**Exercise prompt**
Here are some entries. Repeat all of them exactly.

Records from a data source

****************

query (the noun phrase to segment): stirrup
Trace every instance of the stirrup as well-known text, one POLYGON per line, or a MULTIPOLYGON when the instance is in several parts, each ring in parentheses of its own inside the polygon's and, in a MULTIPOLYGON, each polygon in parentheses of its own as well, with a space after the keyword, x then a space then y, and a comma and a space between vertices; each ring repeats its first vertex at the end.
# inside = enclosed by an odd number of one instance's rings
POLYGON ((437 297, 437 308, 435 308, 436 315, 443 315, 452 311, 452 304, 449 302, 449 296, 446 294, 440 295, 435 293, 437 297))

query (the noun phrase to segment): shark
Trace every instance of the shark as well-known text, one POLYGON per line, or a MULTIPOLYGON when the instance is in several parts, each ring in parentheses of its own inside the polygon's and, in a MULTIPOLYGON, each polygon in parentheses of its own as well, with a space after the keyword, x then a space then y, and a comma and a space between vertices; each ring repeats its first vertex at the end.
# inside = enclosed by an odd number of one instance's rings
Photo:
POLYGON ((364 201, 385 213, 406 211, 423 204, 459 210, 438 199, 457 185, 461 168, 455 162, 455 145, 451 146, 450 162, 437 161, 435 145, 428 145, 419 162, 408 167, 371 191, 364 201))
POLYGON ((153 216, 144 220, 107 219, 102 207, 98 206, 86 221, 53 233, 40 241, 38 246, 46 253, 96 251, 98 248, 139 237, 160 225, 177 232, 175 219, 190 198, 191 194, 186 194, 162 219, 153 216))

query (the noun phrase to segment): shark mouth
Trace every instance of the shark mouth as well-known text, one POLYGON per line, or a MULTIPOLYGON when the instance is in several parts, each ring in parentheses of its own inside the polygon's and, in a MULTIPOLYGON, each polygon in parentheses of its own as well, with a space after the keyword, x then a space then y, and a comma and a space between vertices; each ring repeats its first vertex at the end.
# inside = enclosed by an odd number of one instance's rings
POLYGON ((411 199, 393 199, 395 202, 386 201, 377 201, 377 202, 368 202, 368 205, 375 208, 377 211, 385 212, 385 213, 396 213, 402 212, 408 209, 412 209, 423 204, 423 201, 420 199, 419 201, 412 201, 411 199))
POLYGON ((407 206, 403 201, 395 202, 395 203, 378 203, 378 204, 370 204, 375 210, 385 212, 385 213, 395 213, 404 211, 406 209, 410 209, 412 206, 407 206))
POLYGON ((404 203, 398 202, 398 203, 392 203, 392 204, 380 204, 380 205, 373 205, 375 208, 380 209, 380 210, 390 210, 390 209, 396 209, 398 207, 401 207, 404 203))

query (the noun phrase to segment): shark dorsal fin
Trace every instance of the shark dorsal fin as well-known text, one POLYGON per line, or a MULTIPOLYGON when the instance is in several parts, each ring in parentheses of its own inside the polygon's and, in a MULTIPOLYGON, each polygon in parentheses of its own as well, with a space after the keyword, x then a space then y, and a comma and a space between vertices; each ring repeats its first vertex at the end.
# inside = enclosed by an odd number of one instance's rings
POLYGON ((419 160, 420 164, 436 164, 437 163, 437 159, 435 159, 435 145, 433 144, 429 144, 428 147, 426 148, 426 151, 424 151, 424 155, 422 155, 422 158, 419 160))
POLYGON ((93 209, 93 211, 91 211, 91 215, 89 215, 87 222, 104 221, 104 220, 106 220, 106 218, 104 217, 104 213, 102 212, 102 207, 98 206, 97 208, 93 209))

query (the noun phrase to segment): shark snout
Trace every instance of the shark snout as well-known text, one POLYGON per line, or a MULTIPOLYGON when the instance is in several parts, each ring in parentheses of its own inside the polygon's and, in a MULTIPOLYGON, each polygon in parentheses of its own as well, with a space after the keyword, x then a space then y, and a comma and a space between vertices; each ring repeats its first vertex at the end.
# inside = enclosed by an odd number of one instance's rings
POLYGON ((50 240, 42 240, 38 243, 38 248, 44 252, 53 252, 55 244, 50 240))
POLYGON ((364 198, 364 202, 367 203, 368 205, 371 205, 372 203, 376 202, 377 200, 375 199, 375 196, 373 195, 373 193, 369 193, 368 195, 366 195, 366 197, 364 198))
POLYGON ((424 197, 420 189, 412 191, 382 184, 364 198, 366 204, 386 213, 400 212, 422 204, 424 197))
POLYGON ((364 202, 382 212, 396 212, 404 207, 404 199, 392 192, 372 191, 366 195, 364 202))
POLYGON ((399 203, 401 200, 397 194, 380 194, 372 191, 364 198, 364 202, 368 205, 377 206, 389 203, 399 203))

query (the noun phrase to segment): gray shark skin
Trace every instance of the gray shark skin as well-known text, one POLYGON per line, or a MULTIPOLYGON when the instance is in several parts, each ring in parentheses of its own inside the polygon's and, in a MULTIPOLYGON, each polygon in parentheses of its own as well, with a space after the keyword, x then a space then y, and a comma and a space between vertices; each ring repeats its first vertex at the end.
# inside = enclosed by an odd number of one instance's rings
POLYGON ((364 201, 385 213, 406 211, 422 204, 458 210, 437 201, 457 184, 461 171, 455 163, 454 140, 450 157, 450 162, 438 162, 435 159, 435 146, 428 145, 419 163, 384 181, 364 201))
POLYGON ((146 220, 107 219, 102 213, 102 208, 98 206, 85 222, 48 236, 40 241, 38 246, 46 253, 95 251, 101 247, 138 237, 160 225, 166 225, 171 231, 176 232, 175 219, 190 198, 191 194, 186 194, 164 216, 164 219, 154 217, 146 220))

****************

**Task answer**
query (the noun phrase to segment): stirrup
Trace every instance of the stirrup as well-known text, one POLYGON per line, or a MULTIPOLYGON when the instance is in several parts, each ring in parentheses of its own inside the polygon's and, in a MULTIPOLYGON, each polygon in parentheses of its own as well, with a space after the keyword, x then a space then y, and a comma and a space between vertices; each ring repeats its first vertex at the end.
# inside = enclosed by an odd number of one instance's rings
POLYGON ((437 297, 437 308, 435 308, 436 315, 443 315, 452 311, 452 304, 449 302, 449 296, 446 294, 440 295, 435 293, 437 297))

query (the noun phrase to segment): shark
Trace every instance of the shark as well-known text, one POLYGON per line, or a MULTIPOLYGON when the instance is in several parts, each ring in parentheses of its own inside the polygon's and, in a MULTIPOLYGON, each polygon in parentheses of its own as well, with a space after the keyword, x then a space then y, and a comma and a space between vertices; each ring repeats its first vertex at the end.
# inside = enclosed by an odd number of one instance's rings
Photo:
POLYGON ((364 201, 385 213, 406 211, 423 204, 459 210, 438 199, 457 185, 461 168, 455 162, 455 145, 451 146, 450 162, 437 161, 435 145, 428 145, 419 162, 408 167, 371 191, 364 201))
POLYGON ((153 216, 144 220, 107 219, 102 207, 98 206, 86 221, 53 233, 40 241, 38 246, 46 253, 96 251, 98 248, 139 237, 160 225, 177 232, 175 219, 190 198, 191 194, 186 194, 162 219, 153 216))

query (the noun phrase to segment): shark mouth
Trace every instance of the shark mouth as well-known text, one POLYGON per line, or a MULTIPOLYGON when the instance is in several parts, each ring in parentheses of its own inside the polygon's and, in a MULTIPOLYGON, each polygon in parentheses of its own as well, with a space after the keyword, x then a space then y, and a comma and a space between vertices; each ring repeats its first vertex at the end.
# inside = enclosed by an odd number of one instance's rings
POLYGON ((411 199, 393 199, 395 202, 386 201, 377 201, 377 202, 368 202, 368 205, 375 208, 377 211, 385 212, 385 213, 396 213, 402 212, 408 209, 412 209, 423 204, 423 201, 420 199, 419 201, 412 201, 411 199))
POLYGON ((407 206, 403 201, 395 202, 395 203, 378 203, 378 204, 370 204, 375 210, 385 212, 385 213, 395 213, 404 211, 406 209, 410 209, 412 206, 407 206))
POLYGON ((404 203, 398 202, 398 203, 392 203, 392 204, 380 204, 380 205, 373 205, 375 208, 380 209, 380 210, 390 210, 390 209, 396 209, 398 207, 401 207, 404 203))

query (the noun phrase to segment): shark dorsal fin
Trace every instance of the shark dorsal fin as well-known text, one POLYGON per line, or a MULTIPOLYGON when the instance is in several parts, each ring in parentheses of its own inside the polygon's and, in a MULTIPOLYGON, each polygon in parentheses of its own as well, with a space after the keyword, x then a space then y, and a comma and a space between vertices; each ring repeats its first vertex at the end.
# inside = enclosed by an odd number of one instance's rings
POLYGON ((419 160, 420 164, 436 164, 437 163, 437 159, 435 159, 435 145, 433 144, 429 144, 428 147, 426 148, 426 151, 424 151, 424 155, 422 155, 422 158, 419 160))
POLYGON ((93 209, 93 211, 91 211, 91 215, 89 215, 87 222, 104 221, 104 220, 106 220, 106 218, 104 217, 104 213, 102 212, 102 207, 98 206, 97 208, 93 209))

query (the noun phrase to segment): shark snout
Trace every instance of the shark snout as well-known text, one POLYGON per line, or a MULTIPOLYGON when the instance is in several parts, each ring in parentheses of its own inside the polygon's and, in a MULTIPOLYGON, each polygon in parentheses of its own as well, with a space after the keyword, x then a space then y, and a comma and a space between vertices; each ring repeats its first vertex at the end.
# inside = enclosed by an odd number of one instance's rings
POLYGON ((50 240, 42 240, 38 243, 38 248, 44 252, 53 252, 55 244, 50 240))
POLYGON ((364 198, 364 202, 367 203, 368 205, 371 205, 372 203, 376 202, 377 200, 375 199, 375 196, 373 195, 373 193, 369 193, 368 195, 366 195, 366 197, 364 198))
POLYGON ((424 197, 420 189, 412 191, 382 184, 364 198, 366 204, 386 213, 400 212, 422 204, 424 197))
POLYGON ((364 202, 382 212, 396 212, 404 207, 404 199, 392 192, 372 191, 366 195, 364 202))
POLYGON ((399 203, 401 200, 397 194, 380 194, 372 191, 364 198, 364 202, 368 205, 377 206, 389 203, 399 203))

query (the noun phrase to segment): gray shark skin
Trace every instance of the gray shark skin as well-known text, one POLYGON per line, or a MULTIPOLYGON when the instance is in several parts, each ring in parentheses of its own inside the polygon's and, in a MULTIPOLYGON, each polygon in parentheses of its own as well, with a space after the keyword, x then a space then y, and a comma and a space between vertices; each ring repeats its first vertex at the end.
# inside = enclosed by an odd number of one instance's rings
POLYGON ((364 201, 385 213, 406 211, 422 204, 458 210, 437 201, 457 184, 461 171, 455 163, 454 140, 450 157, 450 162, 438 162, 435 159, 435 146, 428 145, 419 163, 384 181, 364 201))
POLYGON ((146 220, 107 219, 102 213, 102 208, 98 206, 85 222, 48 236, 40 241, 38 246, 46 253, 95 251, 101 247, 138 237, 160 225, 166 225, 171 231, 176 232, 175 219, 190 198, 191 194, 186 194, 164 216, 164 219, 154 217, 146 220))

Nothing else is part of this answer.